In the text below on the 1948 Easter Conference, who laid the foundation stone for the John Curtin School of Medical Research building, and in what year?

__Excerpted text__:
····················

01/04/2026
Easter 1948 was an important time in the history of our university. On the 1st & 2nd April 1948, Canberra hosted a landmark conference which brought together distinguished academics, researchers and bureaucrats to discuss the development of a new national university, which had been established by an Act of Federal Parliament on 1st August 1946.
The conference was attended by many who were considered top of their fields, including four outstanding academics who made the journey from England - pharmacologist and pathologist Sir Howard Florey, physicist Professor Mark Oliphant, historian Professor Keith Hancock, and anthropologist Professor Raymond Firth. Florey, Oliphant and Hancock were all Australian expats and Firth was a New Zealander.
The conference also saw the inaugural meeting of the Interim Council, which included some of Australia's most respected academics and administrators such as Sir Robert Garran, Sir David Rivett, H.C. ‘Nugget’ Coombs, Richard Mills (Interim Council Chair), and Sir Douglas Copland (inaugural Vice-Chancellor).
The conference determined that the future Australian National University would be a research-only institution led by distinguished academics, together with a few carefully chosen, advanced students who would undertake research for postgraduate degrees. Advanced research would be focused in four Schools - Medical Research, Physical Sciences, Social Sciences, and Pacific Studies. Initially at least, there would be no undergraduate teaching.
Following the Easter Conference, The John Curtin School of Medical Research (JCSMR) was the first part of the university to be developed, with Prime Minister Ben Chifley laying the foundation stone for the building in 1949 and Sir Howard Florey presiding over the opening in 1958 (it was not the first permanent building to be opened though, as the foundation stone for University House was also laid in 1949, with the building opened by H.R.H. The Duke of Edinburgh in 1954).
Many of the Easter Conference attendees were appointed to senior positions at the new national university. In 1950, Professor Mark Oliphant accepted the invitation to head the School of Physics, (later the Research School of Physical Sciences). In 1957, Professor Keith Hancock arrived in Canberra to take up the role of Director of the School of Social Sciences. In 1960, Sir John Crawford was appointed the first Director of the School of Pacific Studies. Although Sir Howard Florey returned to Oxford following the Easter Conference, he maintained a close association with the university and was appointed Chancellor in 1965.

····················

__Available data__:
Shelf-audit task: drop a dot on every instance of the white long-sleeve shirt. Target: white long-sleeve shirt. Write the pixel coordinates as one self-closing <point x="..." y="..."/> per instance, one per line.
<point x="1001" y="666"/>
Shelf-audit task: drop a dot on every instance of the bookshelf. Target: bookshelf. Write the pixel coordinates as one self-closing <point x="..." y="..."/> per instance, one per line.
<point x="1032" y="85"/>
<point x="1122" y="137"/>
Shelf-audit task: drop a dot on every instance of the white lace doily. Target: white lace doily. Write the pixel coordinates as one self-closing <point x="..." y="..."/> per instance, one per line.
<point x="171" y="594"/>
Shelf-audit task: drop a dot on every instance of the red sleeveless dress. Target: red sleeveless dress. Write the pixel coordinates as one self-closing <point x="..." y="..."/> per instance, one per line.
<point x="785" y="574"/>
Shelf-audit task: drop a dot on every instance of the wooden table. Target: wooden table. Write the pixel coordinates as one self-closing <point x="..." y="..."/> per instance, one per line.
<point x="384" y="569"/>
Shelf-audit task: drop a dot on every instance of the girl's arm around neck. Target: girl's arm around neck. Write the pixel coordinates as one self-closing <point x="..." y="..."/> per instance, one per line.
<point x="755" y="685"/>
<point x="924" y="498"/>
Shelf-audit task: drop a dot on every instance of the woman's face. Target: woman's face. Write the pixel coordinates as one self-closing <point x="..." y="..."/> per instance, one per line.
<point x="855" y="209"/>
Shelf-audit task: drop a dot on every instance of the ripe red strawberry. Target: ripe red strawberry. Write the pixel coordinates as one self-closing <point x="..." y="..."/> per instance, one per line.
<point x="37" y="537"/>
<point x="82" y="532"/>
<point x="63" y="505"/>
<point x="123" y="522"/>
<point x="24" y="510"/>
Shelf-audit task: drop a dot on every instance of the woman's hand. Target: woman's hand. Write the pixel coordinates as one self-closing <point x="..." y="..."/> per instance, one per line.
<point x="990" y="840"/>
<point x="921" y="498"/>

····················

__Exercise answer__: Prime Minister Ben Chifley laid it in 1949.